**What needs to be done**
What you return should match every record exactly, with the images removed.

**Records**
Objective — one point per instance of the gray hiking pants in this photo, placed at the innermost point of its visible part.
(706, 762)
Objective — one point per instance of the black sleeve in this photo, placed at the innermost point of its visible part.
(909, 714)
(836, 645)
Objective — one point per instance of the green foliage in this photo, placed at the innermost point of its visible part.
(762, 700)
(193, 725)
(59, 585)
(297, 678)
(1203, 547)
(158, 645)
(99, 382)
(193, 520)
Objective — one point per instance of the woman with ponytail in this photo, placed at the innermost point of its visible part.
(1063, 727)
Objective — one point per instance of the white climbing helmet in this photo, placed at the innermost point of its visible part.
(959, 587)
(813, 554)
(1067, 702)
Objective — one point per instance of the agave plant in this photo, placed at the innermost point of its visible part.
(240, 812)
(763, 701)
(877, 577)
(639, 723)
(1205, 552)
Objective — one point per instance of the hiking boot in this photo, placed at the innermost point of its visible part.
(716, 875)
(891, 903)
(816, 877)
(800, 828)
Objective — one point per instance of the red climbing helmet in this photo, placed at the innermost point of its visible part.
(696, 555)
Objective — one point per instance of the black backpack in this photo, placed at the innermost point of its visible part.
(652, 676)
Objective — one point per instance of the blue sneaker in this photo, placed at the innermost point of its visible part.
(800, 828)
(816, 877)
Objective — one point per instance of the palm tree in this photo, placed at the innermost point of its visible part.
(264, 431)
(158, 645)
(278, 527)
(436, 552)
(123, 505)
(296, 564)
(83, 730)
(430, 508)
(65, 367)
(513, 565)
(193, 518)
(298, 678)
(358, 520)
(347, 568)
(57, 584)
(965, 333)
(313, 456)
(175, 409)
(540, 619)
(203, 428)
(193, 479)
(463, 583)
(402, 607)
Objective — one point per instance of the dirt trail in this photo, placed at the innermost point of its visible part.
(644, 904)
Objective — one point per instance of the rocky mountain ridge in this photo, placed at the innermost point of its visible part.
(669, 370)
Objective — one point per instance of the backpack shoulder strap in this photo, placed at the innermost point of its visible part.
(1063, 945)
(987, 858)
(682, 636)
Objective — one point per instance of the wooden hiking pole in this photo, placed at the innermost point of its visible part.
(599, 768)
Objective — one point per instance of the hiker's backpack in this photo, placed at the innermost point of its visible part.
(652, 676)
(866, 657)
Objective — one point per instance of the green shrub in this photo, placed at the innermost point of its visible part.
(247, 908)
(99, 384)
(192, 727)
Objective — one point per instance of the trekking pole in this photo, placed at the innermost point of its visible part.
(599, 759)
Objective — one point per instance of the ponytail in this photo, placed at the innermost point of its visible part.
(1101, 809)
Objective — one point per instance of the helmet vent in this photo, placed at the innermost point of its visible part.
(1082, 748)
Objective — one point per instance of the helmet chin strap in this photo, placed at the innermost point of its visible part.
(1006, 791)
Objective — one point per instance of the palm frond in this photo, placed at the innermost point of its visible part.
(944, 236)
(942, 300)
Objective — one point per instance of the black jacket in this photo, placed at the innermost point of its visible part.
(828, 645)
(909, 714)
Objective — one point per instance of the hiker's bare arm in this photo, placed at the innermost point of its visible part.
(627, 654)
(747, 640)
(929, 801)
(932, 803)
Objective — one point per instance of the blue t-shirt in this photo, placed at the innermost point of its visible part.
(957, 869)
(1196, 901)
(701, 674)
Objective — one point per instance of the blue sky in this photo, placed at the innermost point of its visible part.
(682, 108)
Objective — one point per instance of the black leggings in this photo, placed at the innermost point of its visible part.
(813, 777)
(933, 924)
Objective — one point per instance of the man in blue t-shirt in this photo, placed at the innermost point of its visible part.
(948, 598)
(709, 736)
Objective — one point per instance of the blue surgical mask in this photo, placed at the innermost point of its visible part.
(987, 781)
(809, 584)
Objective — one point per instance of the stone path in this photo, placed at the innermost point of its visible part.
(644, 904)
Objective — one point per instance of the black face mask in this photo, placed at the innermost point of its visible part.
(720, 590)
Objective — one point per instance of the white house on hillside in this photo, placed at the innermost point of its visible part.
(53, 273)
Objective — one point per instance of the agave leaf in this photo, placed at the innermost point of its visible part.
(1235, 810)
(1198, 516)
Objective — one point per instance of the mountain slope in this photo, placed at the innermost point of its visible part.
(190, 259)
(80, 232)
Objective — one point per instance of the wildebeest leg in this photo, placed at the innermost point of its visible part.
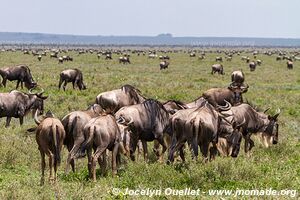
(99, 151)
(43, 165)
(7, 121)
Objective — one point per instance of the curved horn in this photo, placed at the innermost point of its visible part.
(36, 120)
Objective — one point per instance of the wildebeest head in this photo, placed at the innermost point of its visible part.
(237, 92)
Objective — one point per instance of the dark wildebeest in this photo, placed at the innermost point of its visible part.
(289, 64)
(218, 58)
(232, 94)
(237, 78)
(164, 65)
(217, 68)
(71, 75)
(20, 73)
(112, 101)
(17, 104)
(50, 135)
(147, 121)
(255, 122)
(101, 133)
(73, 124)
(252, 66)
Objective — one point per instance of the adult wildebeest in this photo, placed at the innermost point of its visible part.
(147, 121)
(252, 66)
(124, 60)
(101, 133)
(217, 68)
(163, 65)
(255, 122)
(112, 101)
(289, 64)
(17, 104)
(20, 73)
(71, 75)
(237, 78)
(73, 124)
(50, 135)
(232, 94)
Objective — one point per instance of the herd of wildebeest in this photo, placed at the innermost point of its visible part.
(123, 120)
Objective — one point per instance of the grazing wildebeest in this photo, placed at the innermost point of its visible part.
(101, 133)
(147, 121)
(255, 122)
(232, 94)
(20, 73)
(71, 75)
(217, 68)
(289, 64)
(112, 101)
(238, 77)
(17, 104)
(252, 66)
(124, 60)
(163, 65)
(50, 135)
(73, 124)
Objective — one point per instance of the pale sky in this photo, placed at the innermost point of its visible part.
(232, 18)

**Response to this task**
Objective — one point per instance of the gray hiking pants in this photo, placed at the innermost point of its visible part.
(706, 762)
Objective — one point per instance of the black sleeve in this photo, placed at the innermost point of its visible part.
(909, 714)
(836, 645)
Objective — one point per instance of the green foliage in this photo, placed at the innermost point of its visible part.
(762, 700)
(193, 725)
(59, 585)
(297, 678)
(1203, 547)
(158, 645)
(99, 382)
(193, 520)
Objective — one point per instance of the woman with ponytail in this photo, placed at the innermost point of its visible part.
(1063, 727)
Objective — one point per instance of the white climbing helmet in this photo, placed at the innermost point of its visible part.
(959, 587)
(813, 554)
(1067, 702)
Objective — one point per instance of the agave plant in this photo, placed at the innermost point of its visible part.
(240, 812)
(763, 701)
(877, 577)
(639, 723)
(1205, 552)
Objective — one point per instance of the hiking boot in this photo, placed at the innermost point of its visible part.
(716, 875)
(891, 903)
(816, 877)
(800, 828)
Objective — one point per instance of the red climbing helmet in this photo, placed at the innermost point of its visible part.
(696, 555)
Objective — one point per instance of the black backpack in this photo, placed at the innermost point of its visible part.
(652, 676)
Objective — one point per instance of the blue sneaker in this photo, placed at the innermost point of its visible part.
(800, 828)
(816, 877)
Objective — one point per instance of the palm tree in this photo, placed at the innermost point of its visible part.
(264, 431)
(158, 645)
(278, 527)
(436, 552)
(123, 505)
(296, 564)
(83, 730)
(430, 508)
(65, 367)
(513, 565)
(193, 518)
(298, 678)
(358, 520)
(347, 568)
(57, 584)
(965, 333)
(313, 456)
(175, 409)
(540, 619)
(203, 428)
(193, 479)
(463, 583)
(402, 607)
Objective — one point per instance of the dirt trail in this photo, placed at the innermost point of its visible part.
(644, 904)
Objective — one point per instance of the rocky mountain ridge in this photo, placed at the innermost point of its visible part.
(669, 370)
Objective — one point per instance of the backpack shoulder strap in this photo, placed at the innermost point of its visible part.
(1063, 945)
(987, 858)
(682, 636)
Objective — one point per instance of the wooden hiking pole in this photo, placed at the innermost point of its visible part.
(599, 768)
Objective — one point per instance of the hiker's backpack in this photo, placed at the innermost point of its visible part.
(652, 676)
(866, 657)
Objective — one point per instance of the green shrub in this photo, placed at the innermost point of its visible part.
(247, 908)
(99, 384)
(192, 727)
Objective — one point per instance of the trekking pole in this photo, placed at the innermost point of its visible part.
(599, 759)
Objective — one point per instance of the ponytail in this photo, placed at the innermost point of its visible part.
(1101, 809)
Objective — one point per instance of the helmet vent in this photo, placed at the innermost point of its visible part.
(1082, 748)
Objective — one point per instance of the helmet chin strap in this photo, placed at the innermost point of its visible part.
(1006, 791)
Objective — one point per instance of the palm frond in this photo, placed at the innermost point of its visible part.
(944, 236)
(942, 300)
Objective — one point per instance of the black jacket in this photo, placed at the innermost point of its visible part.
(828, 645)
(909, 714)
Objective — one point per instance of the hiker's bare arm in this photo, placed at the innermost point of its visible part.
(627, 654)
(747, 640)
(929, 801)
(932, 803)
Objective — one point per instance of the blue t-shirt in this photo, placed at the innermost point of its visible part.
(957, 869)
(1196, 901)
(701, 674)
Objective — one point per instance of the blue sky in this photo, placed at the innermost point of its visible part.
(682, 108)
Objective — one point per instance of the black leggings in this photo, placed at the innermost point of its visible part.
(813, 777)
(933, 924)
Objective — one point per instance of the man in blue t-shirt in this photo, placed at the innermost point of its visible part.
(948, 598)
(709, 736)
Objective — one point per instance of the blue surgical mask in this photo, placed at the innermost point of its visible part.
(987, 781)
(809, 584)
Objective — one point per instance of the stone path in this photo, placed at the innermost point of its visible part.
(644, 904)
Objective — one point per instance of the black face mask in this photo, placed at the innermost point of its visible part.
(720, 590)
Objective — one point per instance of the white house on hillside in this photo, placed at the innermost point of its visible part.
(53, 273)
Objective — one point per instance of the agave leaf in this photo, placed at the innermost point of its visible part.
(1235, 810)
(1198, 516)
Objective — one point per instance of the mountain slope in this photo, placed at the innermost point of its visible part.
(190, 259)
(80, 232)
Objective — one point per instance of the wildebeest leg in this photo, placed at the innermost point of its visible part.
(99, 151)
(43, 165)
(7, 121)
Objective — one point per instance of the curved horn in this photo, placed at the innermost point of its visible part.
(36, 120)
Objective — one point per instance of the wildebeest head in this photo, placed at the innermost point of its visible part.
(237, 92)
Objective — one point per instance of the dark wildebeest in this photo, placed at the innermost point of its visible part.
(289, 64)
(218, 58)
(232, 94)
(237, 78)
(164, 65)
(217, 68)
(71, 75)
(20, 73)
(112, 101)
(17, 104)
(50, 135)
(147, 121)
(255, 122)
(101, 133)
(73, 124)
(252, 66)
Objective — one point per instance of the adult wildebeest in this photo, placed at the innermost point of its visible part.
(147, 121)
(252, 66)
(124, 60)
(101, 133)
(217, 68)
(163, 65)
(255, 122)
(112, 101)
(289, 64)
(17, 104)
(20, 73)
(71, 75)
(237, 78)
(73, 124)
(50, 135)
(232, 94)
Objective — one point per instance of the herd of wildebeest in this photo, placed at the innermost point of its visible part.
(123, 120)
Objective — one point per instance of the grazing wildebeest in this photo, placed at the innermost point of its visible part.
(101, 133)
(147, 121)
(255, 122)
(232, 94)
(20, 73)
(71, 75)
(217, 68)
(289, 64)
(112, 101)
(238, 77)
(17, 104)
(252, 66)
(124, 60)
(163, 65)
(50, 135)
(73, 124)
Objective — one point per instance of the pale sky in this photo, placed at the innermost point of its visible part.
(232, 18)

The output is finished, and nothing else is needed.